Work task: Repeat the data in full and exactly. Leave the pictures out.

Input Start Marker

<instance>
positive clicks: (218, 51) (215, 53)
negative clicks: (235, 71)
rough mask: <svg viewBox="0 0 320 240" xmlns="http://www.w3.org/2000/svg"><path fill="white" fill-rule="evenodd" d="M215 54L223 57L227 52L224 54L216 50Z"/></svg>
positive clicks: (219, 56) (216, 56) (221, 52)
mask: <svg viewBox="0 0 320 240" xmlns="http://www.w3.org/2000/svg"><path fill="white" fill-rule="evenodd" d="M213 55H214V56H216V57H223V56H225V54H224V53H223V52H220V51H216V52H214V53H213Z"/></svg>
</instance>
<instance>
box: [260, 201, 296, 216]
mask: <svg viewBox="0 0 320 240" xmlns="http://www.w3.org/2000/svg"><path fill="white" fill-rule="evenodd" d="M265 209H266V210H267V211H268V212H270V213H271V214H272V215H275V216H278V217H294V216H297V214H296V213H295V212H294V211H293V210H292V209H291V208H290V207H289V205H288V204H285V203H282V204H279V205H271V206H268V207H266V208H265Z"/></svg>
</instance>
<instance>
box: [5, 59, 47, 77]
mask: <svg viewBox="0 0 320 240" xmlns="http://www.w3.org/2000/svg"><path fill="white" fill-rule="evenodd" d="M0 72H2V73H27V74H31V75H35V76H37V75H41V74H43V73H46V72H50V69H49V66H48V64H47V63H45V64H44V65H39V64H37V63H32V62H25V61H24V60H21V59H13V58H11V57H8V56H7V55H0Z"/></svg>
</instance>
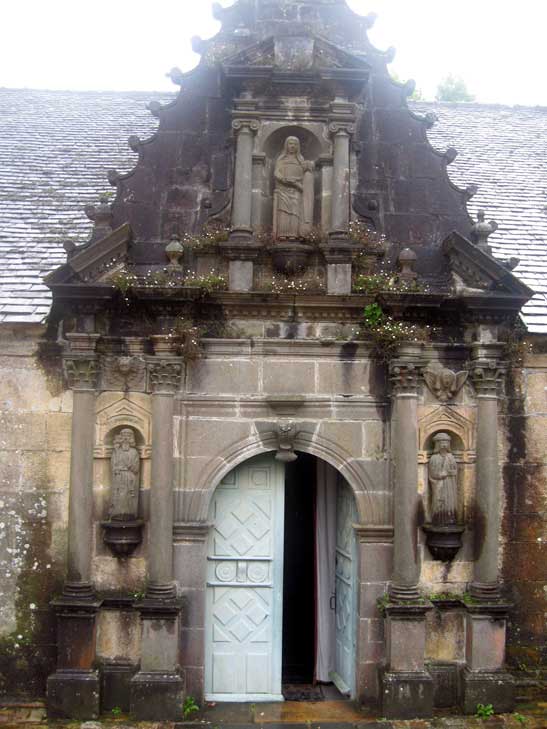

Input End Marker

Response area:
<instance>
positive clicks: (218, 51) (215, 53)
negative clicks: (235, 71)
rough mask: <svg viewBox="0 0 320 240" xmlns="http://www.w3.org/2000/svg"><path fill="white" fill-rule="evenodd" d="M215 54L223 57L227 52L224 54L216 50Z"/></svg>
positive clicks: (219, 56) (216, 56) (221, 52)
mask: <svg viewBox="0 0 320 240" xmlns="http://www.w3.org/2000/svg"><path fill="white" fill-rule="evenodd" d="M213 55H214V56H216V57H223V56H225V54H224V53H223V52H220V51H216V52H214V53H213Z"/></svg>
</instance>
<instance>
box: [260, 201, 296, 216]
mask: <svg viewBox="0 0 320 240" xmlns="http://www.w3.org/2000/svg"><path fill="white" fill-rule="evenodd" d="M265 209H266V210H267V211H268V212H270V213H271V214H272V215H275V216H278V217H294V216H297V214H296V213H295V212H294V211H293V210H292V209H291V208H290V207H289V205H288V204H285V203H282V204H279V205H271V206H268V207H266V208H265Z"/></svg>
</instance>
<instance>
box: [5, 59, 47, 77]
mask: <svg viewBox="0 0 320 240" xmlns="http://www.w3.org/2000/svg"><path fill="white" fill-rule="evenodd" d="M0 72H2V73H27V74H31V75H35V76H37V75H41V74H43V73H46V72H50V69H49V66H48V64H47V63H45V64H44V65H39V64H37V63H32V62H25V61H24V60H21V59H13V58H11V57H8V56H7V55H0Z"/></svg>
</instance>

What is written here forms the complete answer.